◆ **Work to complete**: Return every line of the listing below that contains the word "player". Case counts.

# # # # #

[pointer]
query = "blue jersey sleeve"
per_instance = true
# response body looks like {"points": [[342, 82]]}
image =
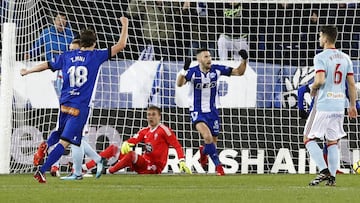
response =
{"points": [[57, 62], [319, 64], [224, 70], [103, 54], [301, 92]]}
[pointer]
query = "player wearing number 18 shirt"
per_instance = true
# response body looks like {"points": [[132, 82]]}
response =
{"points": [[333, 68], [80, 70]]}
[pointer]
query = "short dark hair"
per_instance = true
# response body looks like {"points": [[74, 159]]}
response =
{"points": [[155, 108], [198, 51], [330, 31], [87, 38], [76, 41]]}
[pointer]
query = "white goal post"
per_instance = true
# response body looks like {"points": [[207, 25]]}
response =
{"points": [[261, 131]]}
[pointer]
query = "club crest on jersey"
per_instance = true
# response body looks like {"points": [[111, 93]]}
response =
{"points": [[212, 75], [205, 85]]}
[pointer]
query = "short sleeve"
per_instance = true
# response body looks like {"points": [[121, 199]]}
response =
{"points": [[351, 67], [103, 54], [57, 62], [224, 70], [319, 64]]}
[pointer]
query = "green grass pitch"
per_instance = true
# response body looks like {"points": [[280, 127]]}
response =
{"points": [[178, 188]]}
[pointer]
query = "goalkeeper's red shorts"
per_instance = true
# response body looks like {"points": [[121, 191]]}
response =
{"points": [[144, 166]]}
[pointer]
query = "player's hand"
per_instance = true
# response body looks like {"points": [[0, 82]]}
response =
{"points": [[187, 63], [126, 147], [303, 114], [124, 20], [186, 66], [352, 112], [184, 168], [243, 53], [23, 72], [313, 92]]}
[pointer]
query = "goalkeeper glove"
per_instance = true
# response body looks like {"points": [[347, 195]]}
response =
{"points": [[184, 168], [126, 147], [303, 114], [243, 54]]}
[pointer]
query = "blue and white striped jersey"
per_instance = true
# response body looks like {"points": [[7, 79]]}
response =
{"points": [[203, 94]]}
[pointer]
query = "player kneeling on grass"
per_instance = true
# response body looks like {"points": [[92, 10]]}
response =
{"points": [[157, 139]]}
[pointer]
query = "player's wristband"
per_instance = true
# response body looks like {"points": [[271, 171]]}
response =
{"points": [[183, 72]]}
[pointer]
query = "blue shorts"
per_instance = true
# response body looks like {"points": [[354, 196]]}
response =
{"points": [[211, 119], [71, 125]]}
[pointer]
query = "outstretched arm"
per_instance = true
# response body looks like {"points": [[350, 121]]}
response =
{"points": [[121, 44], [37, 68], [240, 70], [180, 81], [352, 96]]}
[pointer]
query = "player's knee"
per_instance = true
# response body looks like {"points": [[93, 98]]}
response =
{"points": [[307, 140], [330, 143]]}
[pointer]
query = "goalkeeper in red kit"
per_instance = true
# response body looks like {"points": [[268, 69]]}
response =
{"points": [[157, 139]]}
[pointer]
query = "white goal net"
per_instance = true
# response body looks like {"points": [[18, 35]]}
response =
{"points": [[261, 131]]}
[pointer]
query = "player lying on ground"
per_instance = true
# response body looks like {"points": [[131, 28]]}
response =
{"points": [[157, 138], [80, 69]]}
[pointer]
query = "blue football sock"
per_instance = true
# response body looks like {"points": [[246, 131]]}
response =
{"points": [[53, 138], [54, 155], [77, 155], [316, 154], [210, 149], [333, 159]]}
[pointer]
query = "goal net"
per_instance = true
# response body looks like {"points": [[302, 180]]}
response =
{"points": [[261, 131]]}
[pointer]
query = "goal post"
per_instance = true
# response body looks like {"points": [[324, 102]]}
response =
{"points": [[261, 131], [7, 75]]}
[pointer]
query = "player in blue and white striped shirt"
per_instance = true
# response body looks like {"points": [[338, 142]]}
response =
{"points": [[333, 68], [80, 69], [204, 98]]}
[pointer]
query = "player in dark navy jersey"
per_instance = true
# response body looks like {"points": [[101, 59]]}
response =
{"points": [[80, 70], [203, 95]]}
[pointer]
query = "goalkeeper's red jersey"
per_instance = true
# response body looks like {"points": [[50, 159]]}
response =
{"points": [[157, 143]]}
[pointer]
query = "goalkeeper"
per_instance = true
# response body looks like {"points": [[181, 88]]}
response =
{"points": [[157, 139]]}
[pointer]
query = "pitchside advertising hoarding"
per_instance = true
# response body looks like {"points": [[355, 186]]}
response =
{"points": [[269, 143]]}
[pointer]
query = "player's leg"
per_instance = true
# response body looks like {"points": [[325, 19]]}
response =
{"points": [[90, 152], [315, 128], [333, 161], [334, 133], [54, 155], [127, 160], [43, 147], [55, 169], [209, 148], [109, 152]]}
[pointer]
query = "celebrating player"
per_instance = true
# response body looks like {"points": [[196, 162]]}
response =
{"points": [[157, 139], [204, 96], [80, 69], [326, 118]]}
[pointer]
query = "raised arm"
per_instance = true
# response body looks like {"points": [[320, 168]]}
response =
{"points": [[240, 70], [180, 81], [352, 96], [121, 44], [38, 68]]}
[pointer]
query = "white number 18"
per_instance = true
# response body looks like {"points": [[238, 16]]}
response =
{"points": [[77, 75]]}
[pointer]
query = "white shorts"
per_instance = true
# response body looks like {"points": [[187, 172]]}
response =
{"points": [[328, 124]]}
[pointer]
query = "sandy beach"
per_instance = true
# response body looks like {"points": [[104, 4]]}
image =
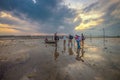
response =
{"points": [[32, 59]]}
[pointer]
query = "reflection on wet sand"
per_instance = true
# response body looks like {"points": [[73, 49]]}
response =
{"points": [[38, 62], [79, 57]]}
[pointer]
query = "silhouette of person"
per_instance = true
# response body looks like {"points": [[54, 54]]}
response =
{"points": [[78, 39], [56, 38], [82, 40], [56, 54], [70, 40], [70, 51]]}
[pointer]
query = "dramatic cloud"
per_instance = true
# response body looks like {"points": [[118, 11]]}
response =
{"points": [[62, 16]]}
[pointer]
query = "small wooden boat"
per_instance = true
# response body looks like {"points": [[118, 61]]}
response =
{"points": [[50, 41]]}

# # # # #

◆ **Correct answer**:
query = "player wearing number 18 shirt"
query = "player's hand"
query = "player kneeling on grass"
query = "player's wristband"
query = "player's knee"
query = "player lying on ground"
query = "player in blue and white striped shirt"
query = "player in dark navy jersey"
query = "player's leg"
query = "celebrating player"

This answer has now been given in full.